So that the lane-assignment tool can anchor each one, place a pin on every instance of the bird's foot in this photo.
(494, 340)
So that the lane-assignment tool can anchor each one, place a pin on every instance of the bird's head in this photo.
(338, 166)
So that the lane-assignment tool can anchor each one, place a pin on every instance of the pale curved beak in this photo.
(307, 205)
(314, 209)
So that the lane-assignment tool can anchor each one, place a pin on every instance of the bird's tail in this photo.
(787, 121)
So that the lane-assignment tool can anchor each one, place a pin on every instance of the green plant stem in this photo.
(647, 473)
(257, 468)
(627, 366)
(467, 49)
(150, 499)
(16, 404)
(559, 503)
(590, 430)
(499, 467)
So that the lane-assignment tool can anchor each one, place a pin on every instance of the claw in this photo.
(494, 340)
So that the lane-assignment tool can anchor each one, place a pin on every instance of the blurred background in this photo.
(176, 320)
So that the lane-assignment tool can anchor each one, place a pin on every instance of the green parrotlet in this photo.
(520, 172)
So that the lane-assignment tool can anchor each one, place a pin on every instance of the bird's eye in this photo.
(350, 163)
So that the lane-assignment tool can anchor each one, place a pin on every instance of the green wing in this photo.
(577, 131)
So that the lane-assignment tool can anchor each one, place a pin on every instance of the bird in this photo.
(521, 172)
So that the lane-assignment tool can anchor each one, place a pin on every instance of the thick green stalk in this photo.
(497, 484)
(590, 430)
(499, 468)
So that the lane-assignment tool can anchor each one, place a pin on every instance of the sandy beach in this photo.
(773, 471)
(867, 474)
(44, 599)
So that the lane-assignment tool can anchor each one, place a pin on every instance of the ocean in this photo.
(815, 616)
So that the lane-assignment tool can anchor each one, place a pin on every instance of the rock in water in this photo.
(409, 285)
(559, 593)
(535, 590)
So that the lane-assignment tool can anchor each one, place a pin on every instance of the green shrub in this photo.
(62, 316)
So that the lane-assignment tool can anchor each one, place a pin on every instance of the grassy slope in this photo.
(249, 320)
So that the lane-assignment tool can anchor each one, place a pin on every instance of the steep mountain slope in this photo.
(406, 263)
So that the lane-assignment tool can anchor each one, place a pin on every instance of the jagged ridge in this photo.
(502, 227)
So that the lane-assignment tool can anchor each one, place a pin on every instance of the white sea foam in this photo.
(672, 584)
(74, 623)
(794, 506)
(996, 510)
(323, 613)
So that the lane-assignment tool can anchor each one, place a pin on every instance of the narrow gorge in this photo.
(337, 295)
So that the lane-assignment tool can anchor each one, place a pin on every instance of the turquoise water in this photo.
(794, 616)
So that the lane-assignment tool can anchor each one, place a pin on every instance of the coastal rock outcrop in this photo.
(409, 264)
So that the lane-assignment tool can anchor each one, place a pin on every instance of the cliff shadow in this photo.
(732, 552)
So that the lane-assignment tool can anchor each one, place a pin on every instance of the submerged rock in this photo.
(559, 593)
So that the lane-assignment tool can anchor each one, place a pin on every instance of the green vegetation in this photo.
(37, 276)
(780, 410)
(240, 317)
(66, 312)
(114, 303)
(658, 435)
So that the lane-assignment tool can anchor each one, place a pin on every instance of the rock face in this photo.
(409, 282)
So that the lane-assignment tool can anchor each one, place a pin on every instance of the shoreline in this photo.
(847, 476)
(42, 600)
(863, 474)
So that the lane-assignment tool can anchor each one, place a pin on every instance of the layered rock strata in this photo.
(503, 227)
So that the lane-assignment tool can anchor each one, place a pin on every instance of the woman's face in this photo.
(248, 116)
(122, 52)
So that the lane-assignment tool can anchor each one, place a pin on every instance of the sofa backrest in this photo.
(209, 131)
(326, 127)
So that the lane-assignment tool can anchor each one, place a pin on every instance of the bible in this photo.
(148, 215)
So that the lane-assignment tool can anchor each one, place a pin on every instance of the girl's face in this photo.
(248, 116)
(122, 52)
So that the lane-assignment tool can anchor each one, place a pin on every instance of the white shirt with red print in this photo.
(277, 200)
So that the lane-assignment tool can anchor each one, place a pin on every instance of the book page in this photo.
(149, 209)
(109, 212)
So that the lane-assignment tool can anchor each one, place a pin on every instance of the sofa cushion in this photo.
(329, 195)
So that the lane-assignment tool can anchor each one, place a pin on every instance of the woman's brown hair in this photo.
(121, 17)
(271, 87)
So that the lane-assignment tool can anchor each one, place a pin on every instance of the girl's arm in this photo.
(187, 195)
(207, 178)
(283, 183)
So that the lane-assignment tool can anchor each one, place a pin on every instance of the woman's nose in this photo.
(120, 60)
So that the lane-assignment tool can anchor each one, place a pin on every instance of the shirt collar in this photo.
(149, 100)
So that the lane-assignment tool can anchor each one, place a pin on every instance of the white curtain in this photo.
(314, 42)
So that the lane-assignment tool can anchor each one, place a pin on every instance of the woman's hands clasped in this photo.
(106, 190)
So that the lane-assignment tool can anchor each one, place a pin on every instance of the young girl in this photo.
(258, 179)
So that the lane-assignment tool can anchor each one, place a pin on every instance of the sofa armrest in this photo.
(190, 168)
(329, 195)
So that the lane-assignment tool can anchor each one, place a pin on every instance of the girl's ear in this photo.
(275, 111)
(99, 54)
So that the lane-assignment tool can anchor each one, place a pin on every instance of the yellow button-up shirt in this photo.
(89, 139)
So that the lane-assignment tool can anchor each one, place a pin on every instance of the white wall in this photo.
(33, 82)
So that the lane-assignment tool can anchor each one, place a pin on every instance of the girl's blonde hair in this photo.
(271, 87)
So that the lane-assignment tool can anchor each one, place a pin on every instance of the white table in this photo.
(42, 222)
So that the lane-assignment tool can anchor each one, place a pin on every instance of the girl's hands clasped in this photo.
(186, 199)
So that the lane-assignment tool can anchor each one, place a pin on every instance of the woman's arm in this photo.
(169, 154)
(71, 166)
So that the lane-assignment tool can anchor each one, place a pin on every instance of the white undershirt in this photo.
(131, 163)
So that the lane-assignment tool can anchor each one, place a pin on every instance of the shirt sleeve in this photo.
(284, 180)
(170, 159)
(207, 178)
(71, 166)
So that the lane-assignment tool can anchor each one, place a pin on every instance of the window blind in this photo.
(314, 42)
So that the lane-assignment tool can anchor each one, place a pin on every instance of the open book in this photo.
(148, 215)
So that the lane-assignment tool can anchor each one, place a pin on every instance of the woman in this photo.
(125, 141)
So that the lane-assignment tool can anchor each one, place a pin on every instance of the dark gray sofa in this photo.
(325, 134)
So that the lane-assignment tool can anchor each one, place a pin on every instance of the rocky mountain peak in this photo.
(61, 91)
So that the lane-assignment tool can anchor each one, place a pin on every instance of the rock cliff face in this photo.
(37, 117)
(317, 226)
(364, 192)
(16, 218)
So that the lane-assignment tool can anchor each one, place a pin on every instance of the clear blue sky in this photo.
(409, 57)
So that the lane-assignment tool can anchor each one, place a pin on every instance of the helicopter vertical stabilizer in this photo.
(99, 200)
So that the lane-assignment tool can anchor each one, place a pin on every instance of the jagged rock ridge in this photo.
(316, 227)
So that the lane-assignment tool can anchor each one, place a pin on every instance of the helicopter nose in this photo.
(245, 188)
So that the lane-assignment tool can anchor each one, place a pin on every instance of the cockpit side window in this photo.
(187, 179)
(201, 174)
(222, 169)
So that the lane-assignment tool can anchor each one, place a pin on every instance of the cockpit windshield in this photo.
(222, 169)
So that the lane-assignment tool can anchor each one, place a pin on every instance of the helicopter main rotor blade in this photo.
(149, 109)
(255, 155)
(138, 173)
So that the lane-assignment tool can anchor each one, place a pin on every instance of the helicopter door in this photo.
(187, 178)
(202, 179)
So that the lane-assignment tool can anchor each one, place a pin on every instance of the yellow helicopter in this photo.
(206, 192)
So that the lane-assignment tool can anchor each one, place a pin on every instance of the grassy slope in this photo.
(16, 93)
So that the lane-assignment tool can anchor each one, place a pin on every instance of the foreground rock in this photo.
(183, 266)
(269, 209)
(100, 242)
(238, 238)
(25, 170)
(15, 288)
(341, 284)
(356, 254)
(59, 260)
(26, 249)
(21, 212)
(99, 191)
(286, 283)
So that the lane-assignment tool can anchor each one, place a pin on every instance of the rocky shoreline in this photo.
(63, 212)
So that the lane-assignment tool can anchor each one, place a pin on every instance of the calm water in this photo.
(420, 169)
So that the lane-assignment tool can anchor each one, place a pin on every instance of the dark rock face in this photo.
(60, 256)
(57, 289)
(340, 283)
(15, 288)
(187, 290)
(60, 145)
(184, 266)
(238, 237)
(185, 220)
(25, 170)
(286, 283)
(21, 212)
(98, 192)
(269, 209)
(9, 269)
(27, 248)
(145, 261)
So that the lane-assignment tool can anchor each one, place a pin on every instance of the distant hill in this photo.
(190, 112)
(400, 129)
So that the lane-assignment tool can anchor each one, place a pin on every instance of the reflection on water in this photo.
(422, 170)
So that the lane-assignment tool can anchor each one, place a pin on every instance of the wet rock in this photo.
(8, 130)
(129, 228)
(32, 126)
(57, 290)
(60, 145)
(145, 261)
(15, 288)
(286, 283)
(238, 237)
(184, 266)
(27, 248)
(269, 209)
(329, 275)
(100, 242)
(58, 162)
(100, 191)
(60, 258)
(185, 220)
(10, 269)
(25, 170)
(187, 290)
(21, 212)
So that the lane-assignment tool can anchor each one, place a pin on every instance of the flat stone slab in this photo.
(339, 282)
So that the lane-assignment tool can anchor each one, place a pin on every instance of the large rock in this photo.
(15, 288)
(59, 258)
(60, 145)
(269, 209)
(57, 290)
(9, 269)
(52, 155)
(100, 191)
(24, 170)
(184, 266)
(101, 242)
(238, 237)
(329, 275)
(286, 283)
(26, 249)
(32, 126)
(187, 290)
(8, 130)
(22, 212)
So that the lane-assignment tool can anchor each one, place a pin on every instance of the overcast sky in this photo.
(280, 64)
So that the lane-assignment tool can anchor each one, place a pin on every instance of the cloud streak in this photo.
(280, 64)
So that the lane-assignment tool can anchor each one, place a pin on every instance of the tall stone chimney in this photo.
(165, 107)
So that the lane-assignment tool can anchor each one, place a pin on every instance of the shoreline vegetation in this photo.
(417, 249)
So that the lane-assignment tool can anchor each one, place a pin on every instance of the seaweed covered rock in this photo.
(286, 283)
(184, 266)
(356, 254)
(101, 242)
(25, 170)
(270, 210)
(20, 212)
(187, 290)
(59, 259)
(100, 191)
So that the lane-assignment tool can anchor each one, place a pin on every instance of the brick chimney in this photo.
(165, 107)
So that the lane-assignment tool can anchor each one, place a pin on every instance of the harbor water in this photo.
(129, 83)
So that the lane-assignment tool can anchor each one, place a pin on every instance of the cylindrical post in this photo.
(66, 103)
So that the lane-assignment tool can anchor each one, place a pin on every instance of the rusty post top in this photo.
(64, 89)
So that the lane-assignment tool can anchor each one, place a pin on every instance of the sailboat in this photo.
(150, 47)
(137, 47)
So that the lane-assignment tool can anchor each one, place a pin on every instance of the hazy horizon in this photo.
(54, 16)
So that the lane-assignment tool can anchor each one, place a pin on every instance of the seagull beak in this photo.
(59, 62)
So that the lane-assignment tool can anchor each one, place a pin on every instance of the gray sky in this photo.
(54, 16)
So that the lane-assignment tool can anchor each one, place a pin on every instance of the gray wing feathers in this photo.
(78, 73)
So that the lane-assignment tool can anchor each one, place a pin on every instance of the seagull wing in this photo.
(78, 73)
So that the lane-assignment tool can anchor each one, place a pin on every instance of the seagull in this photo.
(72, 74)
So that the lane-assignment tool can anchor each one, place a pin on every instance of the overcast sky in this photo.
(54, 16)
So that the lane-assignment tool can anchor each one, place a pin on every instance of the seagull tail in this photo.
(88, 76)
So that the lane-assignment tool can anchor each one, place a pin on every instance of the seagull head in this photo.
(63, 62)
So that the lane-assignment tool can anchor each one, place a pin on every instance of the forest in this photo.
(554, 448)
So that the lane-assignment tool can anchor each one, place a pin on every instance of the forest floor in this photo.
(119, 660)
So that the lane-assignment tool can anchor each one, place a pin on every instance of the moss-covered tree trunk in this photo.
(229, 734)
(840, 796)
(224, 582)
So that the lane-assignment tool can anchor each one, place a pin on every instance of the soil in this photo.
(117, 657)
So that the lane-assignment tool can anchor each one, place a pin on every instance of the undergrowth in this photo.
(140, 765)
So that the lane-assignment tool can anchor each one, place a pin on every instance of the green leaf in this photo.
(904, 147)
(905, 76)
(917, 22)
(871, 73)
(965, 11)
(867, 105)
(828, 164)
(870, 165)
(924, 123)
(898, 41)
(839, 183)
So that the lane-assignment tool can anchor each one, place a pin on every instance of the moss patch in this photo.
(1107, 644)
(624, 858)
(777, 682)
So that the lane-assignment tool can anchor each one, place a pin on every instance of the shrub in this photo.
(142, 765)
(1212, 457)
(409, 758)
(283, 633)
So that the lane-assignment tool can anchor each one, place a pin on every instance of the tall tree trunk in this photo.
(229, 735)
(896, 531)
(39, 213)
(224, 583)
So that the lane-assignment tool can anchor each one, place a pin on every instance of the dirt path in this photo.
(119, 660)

# # # # #

→ Aim: Lay out the stretch from the line containing "tall tree trunk in this photo." through the end of the records as a Markdown table. Use two columns, Row for a running number and Text for the line itself, and omit blank lines.

→ Output below:
| Row | Text |
|---|---|
| 1 | So that the lane-assignment tool can anchor each one, place a pin on every instance of the tall tree trunk in this photo. |
| 2 | (229, 735) |
| 3 | (896, 531) |
| 4 | (39, 213) |
| 5 | (224, 583) |
| 6 | So that the lane-assignment tool can anchor each one, place a pin on every instance of the dirt path in this photo. |
| 7 | (119, 660) |